[Point annotation records]

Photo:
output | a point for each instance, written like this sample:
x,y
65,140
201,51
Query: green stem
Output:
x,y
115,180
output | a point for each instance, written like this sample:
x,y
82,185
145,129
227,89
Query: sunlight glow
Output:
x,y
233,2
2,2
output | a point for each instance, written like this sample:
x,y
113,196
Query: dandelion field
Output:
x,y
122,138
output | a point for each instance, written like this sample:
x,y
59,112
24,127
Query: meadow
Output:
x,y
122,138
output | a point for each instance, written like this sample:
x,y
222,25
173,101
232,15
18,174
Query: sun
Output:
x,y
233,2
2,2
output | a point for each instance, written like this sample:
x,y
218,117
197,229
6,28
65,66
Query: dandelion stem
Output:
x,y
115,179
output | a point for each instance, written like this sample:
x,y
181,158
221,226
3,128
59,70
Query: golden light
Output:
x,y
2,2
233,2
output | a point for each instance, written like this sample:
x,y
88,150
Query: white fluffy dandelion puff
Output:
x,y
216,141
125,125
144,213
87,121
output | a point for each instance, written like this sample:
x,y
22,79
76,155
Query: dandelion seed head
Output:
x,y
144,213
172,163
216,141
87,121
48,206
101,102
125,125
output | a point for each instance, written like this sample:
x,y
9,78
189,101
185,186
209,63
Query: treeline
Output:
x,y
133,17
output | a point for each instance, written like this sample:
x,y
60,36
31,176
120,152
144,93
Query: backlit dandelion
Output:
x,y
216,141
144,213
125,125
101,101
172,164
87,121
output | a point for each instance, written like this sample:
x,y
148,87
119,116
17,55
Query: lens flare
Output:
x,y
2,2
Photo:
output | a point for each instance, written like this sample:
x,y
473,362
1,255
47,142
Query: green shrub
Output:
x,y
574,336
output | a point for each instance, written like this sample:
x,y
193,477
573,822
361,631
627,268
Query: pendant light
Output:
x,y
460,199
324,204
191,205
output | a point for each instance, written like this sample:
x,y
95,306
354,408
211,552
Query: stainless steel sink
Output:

[Job]
Word for word, quote all of the data above.

[Response below]
Photo:
output | a point for each instance, written like this sample:
x,y
65,140
201,51
Query: green stem
Output:
x,y
115,180
output | a point for each instance, written like this sample:
x,y
82,185
145,129
227,89
Query: sunlight glow
Output:
x,y
233,2
2,2
output | a point for each instance, written like this sample:
x,y
113,196
Query: dandelion field
Output:
x,y
122,138
output | a point for each instance, written like this sample:
x,y
59,112
24,127
Query: meadow
Output:
x,y
122,138
output | a point for each instance, written like this sample:
x,y
222,25
173,101
232,15
18,174
Query: sun
Output:
x,y
233,2
2,2
output | a point for each instance, written like this sample:
x,y
218,117
197,229
6,28
65,66
Query: dandelion stem
Output:
x,y
115,179
output | a point for each instance, written like this sample:
x,y
181,158
221,226
3,128
59,70
Query: golden light
Output:
x,y
2,2
233,2
output | a point for each instance, written like this sample:
x,y
88,150
Query: white fluffy dandelion puff
Output:
x,y
216,141
125,125
144,213
87,121
output | a point for each instance, written like this sample:
x,y
22,79
76,155
Query: dandelion seed head
Output:
x,y
144,213
172,163
216,141
87,121
48,206
101,102
125,125
output | a point for each instance, written like this sample:
x,y
9,78
189,101
185,186
209,63
Query: treeline
Output:
x,y
133,17
output | a point for each instance, written like this sample:
x,y
60,36
31,176
120,152
144,93
Query: backlit dandelion
Output:
x,y
216,141
144,213
125,125
101,101
172,164
87,121
output | a point for each instance, written like this sample:
x,y
148,87
119,116
17,55
Query: lens flare
Output:
x,y
2,2
Photo:
output | a point for each instance, written like this sample:
x,y
473,362
1,255
47,142
Query: green shrub
Output:
x,y
574,336
output | a point for each instance, written like this sample:
x,y
193,477
573,822
361,631
627,268
Query: pendant light
Output:
x,y
460,199
324,204
191,205
output | a point for each instance, written like this sample:
x,y
95,306
354,408
211,552
Query: stainless steel sink
Output:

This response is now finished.